- [REQUIRED TASKS]:
(a) Reproduce the passage of the article on Colombia's regional transfer bill starting with "The constitutional reform" and going on through "focused on Bogotá.".
(b) Write the next part of the article on Colombia's regional transfer bill, picking up after its last sentence.

- [TEXT UNDER STUDY]:
****************************************
Plan to decentralize the Colombian economy risks unsustainable debt growth – BNN Bloomberg

(Bloomberg) — Colombia’s congress is discussing a proposal that would nearly double central government transfers to regions, potentially increasing public debt by almost 15 percentage points of gross domestic product over the next decade.

The bill would require the government to transfer 46.5% of its revenues to cities and states by 2036, up from the current 26%. According to official estimates, it would cost the central government 327 trillion pesos ($76 billion) over the period.

The reform aims to strengthen regional economies and provide the nation with a less centralized growth model. However, government economists from the finance ministry and planning departments have published studies concluding that the proposal is fiscally unsustainable, while a senior policymaker has described it as reckless.

At a business forum on Tuesday, central bank deputy director Roberto Steiner warned of a “fiscal catastrophe” if the bill is implemented.

“This would put us in a completely different scenario that would pose enormous risks to macroeconomic stability and monetary policy,” Steiner said.

The constitutional reform proposal has already been adopted in five of the eight debates necessary for its entry into force. If it is adopted as expected, it will likely be challenged before the Constitutional Tribunal.

The full Senate will debate the bill this week. If approved, it is likely to be passed because the government has a clear majority in the lower house.

Bogota-centric

Interior Minister Juan Fernando Cristo said criticism of the bill comes from officials who are overly focused on Bogotá.
****************************************
Source data
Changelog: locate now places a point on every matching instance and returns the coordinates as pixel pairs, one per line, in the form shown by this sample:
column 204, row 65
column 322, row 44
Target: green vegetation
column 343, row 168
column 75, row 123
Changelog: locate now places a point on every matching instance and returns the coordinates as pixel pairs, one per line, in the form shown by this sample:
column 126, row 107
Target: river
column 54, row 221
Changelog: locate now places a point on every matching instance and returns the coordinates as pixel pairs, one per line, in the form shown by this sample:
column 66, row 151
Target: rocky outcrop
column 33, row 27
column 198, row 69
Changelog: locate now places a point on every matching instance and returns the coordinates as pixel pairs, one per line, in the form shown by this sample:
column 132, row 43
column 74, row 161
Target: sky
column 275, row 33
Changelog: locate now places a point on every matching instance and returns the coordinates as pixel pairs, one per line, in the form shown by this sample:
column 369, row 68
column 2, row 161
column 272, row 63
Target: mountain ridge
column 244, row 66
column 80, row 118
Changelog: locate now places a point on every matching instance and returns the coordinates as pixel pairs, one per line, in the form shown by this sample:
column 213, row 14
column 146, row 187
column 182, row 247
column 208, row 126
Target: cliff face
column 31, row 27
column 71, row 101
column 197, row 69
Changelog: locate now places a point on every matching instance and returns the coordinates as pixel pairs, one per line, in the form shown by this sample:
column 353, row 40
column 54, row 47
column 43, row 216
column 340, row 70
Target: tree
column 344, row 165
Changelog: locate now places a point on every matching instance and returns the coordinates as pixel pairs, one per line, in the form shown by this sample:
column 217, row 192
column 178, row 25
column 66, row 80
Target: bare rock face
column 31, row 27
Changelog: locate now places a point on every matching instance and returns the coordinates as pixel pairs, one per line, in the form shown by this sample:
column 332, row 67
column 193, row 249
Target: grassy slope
****************************************
- [RESPONSES IN ORDER]:
(a)
The constitutional reform proposal has already been adopted in five of the eight debates necessary for its entry into force. If it is adopted as expected, it will likely be challenged before the Constitutional Tribunal.

The full Senate will debate the bill this week. If approved, it is likely to be passed because the government has a clear majority in the lower house.

Bogota-centric

Interior Minister Juan Fernando Cristo said criticism of the bill comes from officials who are overly focused on Bogotá.

(b)
“Some sectors look inward and see the issues of Bogotá, not the regions, as if it was just a money problem,” Cristo said during Tuesday’s congressional debate.

Cristo said the government is open to some changes, but will continue working on the bill despite the fiscal warnings.

Colombia’s fiscal situation has been steadily deteriorating since it lost its investment-grade rating in 2021, when it recorded a budget deficit of more than 7% of GDP. Since then, the government has failed to bring this rate back to its pre-pandemic level below 3%.

More debt

A technical study sent by the Ministry of Finance to lawmakers concluded that the reform would be unsustainable and would threaten public finances. The planning department also warned that the functioning of the country would be at risk as the government would have to seek more financing in the form of additional debt or higher taxes.

The commission that oversees the country’s fiscal rules projects that the debt-to-GDP ratio will be almost 70% by 2035, up from 55% this year, assuming the law comes into force.